== Segment start ==

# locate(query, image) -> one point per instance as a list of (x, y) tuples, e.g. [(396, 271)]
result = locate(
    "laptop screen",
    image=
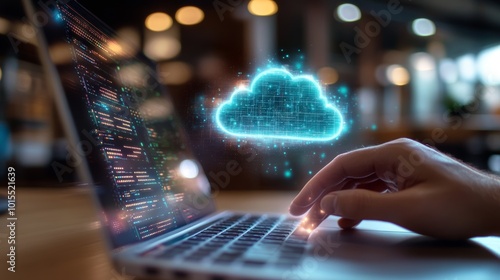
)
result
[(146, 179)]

== Segment end ==
== Segment start ==

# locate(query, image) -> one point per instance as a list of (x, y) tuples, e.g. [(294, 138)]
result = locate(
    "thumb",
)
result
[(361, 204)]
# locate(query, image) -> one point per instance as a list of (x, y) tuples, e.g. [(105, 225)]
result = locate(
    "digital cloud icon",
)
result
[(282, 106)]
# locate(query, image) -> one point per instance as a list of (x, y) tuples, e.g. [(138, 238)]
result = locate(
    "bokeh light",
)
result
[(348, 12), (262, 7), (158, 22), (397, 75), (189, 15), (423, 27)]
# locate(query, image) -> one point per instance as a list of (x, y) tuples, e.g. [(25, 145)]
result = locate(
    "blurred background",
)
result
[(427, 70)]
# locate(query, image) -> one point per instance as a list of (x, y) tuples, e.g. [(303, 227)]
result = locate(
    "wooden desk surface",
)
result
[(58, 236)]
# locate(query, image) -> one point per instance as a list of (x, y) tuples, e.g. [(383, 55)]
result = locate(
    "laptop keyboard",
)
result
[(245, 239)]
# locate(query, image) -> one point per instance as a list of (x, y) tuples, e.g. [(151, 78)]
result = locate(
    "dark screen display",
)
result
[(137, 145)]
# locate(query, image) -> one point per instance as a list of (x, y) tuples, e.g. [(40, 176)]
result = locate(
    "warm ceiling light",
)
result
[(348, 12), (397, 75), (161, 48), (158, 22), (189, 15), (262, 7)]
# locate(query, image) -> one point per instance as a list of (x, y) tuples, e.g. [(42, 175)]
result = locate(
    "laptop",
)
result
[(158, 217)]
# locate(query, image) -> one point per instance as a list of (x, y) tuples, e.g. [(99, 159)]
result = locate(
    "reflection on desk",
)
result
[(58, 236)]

== Segment end ==

Assignment - Take the entries above and copy out all lines with the string "tuples".

Solution for this exercise -
# locate(query, image) -> one point per instance as a list of (x, y) tuples, e.g. [(396, 271)]
# locate(query, image) -> one point per instance as a list of (x, y) tuples, e.g. [(294, 138)]
# locate(query, image) -> one point per instance as a list of (x, y) tuples, e.g. [(105, 225)]
# locate(query, image) -> one point per instance as a list of (x, y) tuples, e.g. [(138, 238)]
# locate(query, image) -> one point per instance as a list of (x, y) tuples, e.g. [(25, 145)]
# locate(query, image) -> one point per instance as a list of (x, y) tuples, e.g. [(303, 227)]
# locate(query, image) -> one point per instance as a list of (x, y) tuples, e.g. [(383, 55)]
# locate(query, image) -> one point per instance as a list of (x, y) tuples, e.g. [(151, 78)]
# locate(query, image) -> one point per instance as a list of (x, y) tuples, e.g. [(40, 176)]
# locate(query, image) -> one point per instance as a list of (x, y) tuples, e.g. [(42, 175)]
# locate(query, image) -> one point per instance as a list of (x, y) tuples, e.g. [(99, 159)]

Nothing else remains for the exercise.